Task instructions: Will you give every entry again exactly as it stands?

## begin

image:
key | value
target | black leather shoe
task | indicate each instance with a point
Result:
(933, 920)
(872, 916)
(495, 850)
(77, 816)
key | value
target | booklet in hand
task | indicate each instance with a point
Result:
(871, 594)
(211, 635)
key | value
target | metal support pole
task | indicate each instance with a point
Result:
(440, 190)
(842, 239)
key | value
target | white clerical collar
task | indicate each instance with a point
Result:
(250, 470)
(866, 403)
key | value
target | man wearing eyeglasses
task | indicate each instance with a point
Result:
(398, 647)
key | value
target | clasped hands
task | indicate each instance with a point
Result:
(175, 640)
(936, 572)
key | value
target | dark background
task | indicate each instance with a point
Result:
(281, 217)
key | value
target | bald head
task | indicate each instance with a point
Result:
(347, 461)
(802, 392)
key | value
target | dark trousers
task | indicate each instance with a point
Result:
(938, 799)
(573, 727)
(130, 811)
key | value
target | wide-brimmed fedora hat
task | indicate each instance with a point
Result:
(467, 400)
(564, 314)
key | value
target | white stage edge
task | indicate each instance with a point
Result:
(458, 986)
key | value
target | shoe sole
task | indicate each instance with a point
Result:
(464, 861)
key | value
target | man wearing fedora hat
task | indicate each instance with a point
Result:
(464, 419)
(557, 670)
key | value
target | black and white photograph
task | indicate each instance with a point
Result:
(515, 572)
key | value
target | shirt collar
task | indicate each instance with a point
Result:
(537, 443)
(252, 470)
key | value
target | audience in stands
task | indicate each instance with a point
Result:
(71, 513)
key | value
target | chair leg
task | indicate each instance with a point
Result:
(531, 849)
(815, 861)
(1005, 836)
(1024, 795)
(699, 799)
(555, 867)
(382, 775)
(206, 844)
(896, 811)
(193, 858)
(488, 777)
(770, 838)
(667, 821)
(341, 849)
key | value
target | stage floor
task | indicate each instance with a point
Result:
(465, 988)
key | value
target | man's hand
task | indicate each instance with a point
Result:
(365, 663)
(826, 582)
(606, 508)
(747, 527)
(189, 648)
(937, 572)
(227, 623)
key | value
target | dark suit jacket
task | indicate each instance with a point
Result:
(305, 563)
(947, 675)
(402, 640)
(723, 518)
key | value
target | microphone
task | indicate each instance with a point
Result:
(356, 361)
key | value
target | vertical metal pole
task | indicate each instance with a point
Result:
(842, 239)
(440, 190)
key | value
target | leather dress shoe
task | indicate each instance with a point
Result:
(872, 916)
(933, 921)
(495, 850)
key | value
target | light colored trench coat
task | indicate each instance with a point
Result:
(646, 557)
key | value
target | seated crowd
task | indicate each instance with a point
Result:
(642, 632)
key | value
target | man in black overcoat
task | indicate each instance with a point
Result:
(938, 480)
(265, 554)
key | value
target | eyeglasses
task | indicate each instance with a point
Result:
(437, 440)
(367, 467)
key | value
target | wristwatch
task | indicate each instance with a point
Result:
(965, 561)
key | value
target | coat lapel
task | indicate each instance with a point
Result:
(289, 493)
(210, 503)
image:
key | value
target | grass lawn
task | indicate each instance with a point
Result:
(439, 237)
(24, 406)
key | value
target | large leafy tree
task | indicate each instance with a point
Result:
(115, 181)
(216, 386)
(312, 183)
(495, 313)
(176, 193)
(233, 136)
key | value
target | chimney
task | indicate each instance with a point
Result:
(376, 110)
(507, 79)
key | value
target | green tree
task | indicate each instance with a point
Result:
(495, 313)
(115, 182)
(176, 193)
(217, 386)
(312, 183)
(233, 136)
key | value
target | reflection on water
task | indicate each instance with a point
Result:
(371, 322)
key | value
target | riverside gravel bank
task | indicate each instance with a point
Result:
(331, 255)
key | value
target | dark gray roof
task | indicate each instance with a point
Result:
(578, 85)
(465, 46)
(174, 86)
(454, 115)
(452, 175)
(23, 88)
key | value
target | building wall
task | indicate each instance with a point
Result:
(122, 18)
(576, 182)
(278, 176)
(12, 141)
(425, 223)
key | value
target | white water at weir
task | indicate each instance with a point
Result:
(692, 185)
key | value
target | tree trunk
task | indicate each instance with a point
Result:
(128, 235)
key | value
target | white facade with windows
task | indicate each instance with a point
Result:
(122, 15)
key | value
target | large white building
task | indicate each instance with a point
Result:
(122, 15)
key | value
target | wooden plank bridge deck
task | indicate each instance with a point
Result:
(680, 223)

## end

Reply to the task:
image:
key | value
target | black leather shoe
task | indicate each instance with a point
Result:
(933, 920)
(872, 916)
(495, 850)
(77, 816)
key | value
target | booklet in hand
task | indicate each instance with a point
Result:
(871, 594)
(211, 635)
key | value
target | metal support pole
task | indicate each instance with a point
Result:
(440, 190)
(842, 239)
key | value
target | white clerical collar
task | indicate each instance with a point
Result:
(250, 470)
(866, 403)
key | value
target | man wearing eyeglasses
task | indicate each instance with a point
Result:
(398, 647)
key | value
target | clasped hands
task | indicate each instance with a point
Result:
(175, 640)
(936, 572)
key | value
target | dark background
task | indicate each instance with a point
Result:
(281, 217)
key | value
target | bald head
task | indicate each instance with a point
Result:
(347, 461)
(802, 392)
key | value
target | dark trousers
task | indicate each instance with a point
Result:
(938, 799)
(573, 727)
(130, 811)
key | value
target | wide-brimmed fedora hat
task | indicate each instance with a point
Result:
(467, 400)
(564, 314)
key | value
target | white stage edge
task | indicate each instance with a point
Result:
(458, 986)
key | value
target | shoe sole
task | indicate each instance with a point
Result:
(464, 861)
key | value
target | man wearing fedora hat
task | indicate each instance with a point
Result:
(464, 419)
(557, 670)
key | value
target | black and white photograph
task | indicate each instance with a point
Result:
(515, 572)
key | value
target | shirt collar
task | indicate each instance with a point
Result:
(537, 443)
(252, 470)
key | value
target | audience in stands
task | indicate each instance with a point
Result:
(71, 513)
key | value
target | chair leg
task | indicate each instance with a point
Result:
(531, 849)
(815, 861)
(1005, 836)
(1024, 795)
(699, 799)
(555, 867)
(382, 775)
(206, 844)
(896, 811)
(193, 858)
(488, 777)
(770, 838)
(667, 821)
(341, 849)
key | value
target | stage floor
task | indicate each instance with a point
Result:
(465, 988)
key | value
target | man's hand
task | indicate each instance with a point
Result:
(365, 663)
(826, 582)
(606, 508)
(747, 527)
(189, 648)
(937, 572)
(227, 623)
key | value
target | dark suit jacket
task | indicate each instance with a point
Result:
(305, 563)
(947, 675)
(402, 640)
(723, 518)
key | value
target | microphone
task | indicate each instance with a point
Result:
(356, 361)
key | value
target | vertical metal pole
task | indicate each instance with a point
Result:
(842, 239)
(440, 190)
key | value
target | leather dress shoe
task | indicate each instance with a point
Result:
(872, 916)
(933, 921)
(495, 850)
key | value
target | light colored trench coat
task | indicate each instance with a point
Result:
(646, 557)
key | value
target | seated crowd
task | indicate each instance with a point
Result:
(642, 632)
key | value
target | man in black overcoat
task | indicate each instance with a point
Result:
(938, 480)
(265, 554)
key | value
target | eyeglasses
task | indicate each instance with a point
Result:
(437, 440)
(367, 467)
key | value
target | wristwatch
task | indicate each instance with a point
Result:
(965, 561)
key | value
target | coat lapel
task | indicate each instance with a point
Result:
(289, 493)
(210, 503)
image:
key | value
target | grass lawn
task | indicate each instance with a point
Result:
(439, 237)
(24, 406)
key | value
target | large leafy tree
task | indicate each instance with a point
Result:
(115, 181)
(216, 386)
(312, 183)
(495, 313)
(176, 193)
(233, 136)
key | value
target | chimney
task | indicate each instance with a point
Result:
(376, 110)
(507, 79)
key | value
target | green tree
task | indicate each instance with a point
Result:
(495, 313)
(115, 182)
(176, 193)
(217, 386)
(312, 183)
(233, 136)
key | value
target | reflection on water
task | indicate each instance with a point
Result:
(371, 322)
key | value
target | riverside gravel bank
task | indicate each instance with a point
Result:
(331, 255)
key | value
target | dark gray roof
task | indicate each instance with a point
Result:
(578, 85)
(465, 46)
(174, 86)
(454, 115)
(452, 175)
(23, 88)
key | value
target | building wall
task | indicate each instance with a point
Result:
(122, 18)
(576, 182)
(278, 176)
(12, 141)
(425, 223)
key | value
target | white water at weir
task | indicate each instance with a point
Result:
(692, 185)
key | value
target | tree trunk
task | indicate each instance with a point
Result:
(128, 235)
key | value
target | white facade with windows
task | indicate each instance with a point
Result:
(122, 15)
key | value
target | large white building
task | indicate each instance with a point
Result:
(122, 15)
key | value
target | wooden plank bridge deck
task | indicate each instance with a point
Result:
(680, 223)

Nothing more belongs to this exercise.